Reproduce the items from the line containing "Class name: leafy bush" down to the line containing "[[0, 195, 322, 513]]", with "leafy bush" changed to "green shrub" and everything else left unchanged.

*Data shown*
----------

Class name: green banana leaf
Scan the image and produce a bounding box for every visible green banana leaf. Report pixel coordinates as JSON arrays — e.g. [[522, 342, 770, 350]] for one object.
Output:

----------

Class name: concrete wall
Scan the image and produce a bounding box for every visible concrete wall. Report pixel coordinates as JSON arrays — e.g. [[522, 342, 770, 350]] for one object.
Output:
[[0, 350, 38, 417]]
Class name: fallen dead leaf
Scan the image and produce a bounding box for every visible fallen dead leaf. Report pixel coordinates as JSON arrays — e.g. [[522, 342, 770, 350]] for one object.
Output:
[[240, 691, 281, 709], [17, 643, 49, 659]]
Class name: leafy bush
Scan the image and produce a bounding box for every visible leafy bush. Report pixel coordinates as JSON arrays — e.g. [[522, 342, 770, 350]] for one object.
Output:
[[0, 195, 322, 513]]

----------

*Answer to this exercise*
Class name: green shrub
Scan the image and produce a bounding box for every visible green shrub. Report pixel coordinates as JSON arrays — e.g. [[522, 342, 770, 350]] for one object.
Output:
[[0, 195, 322, 513]]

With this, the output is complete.